Copy the data below line for line, without changing a thing, but leave out any pictures.

__Data shown__
——

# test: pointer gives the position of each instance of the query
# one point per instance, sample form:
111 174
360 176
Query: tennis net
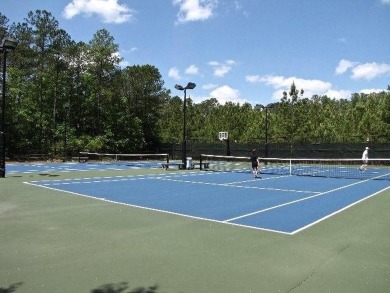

——

__Final result__
# test: pointer gives the position of each instance of the query
# one point per instance, sample form:
111 174
360 176
Query: tennis net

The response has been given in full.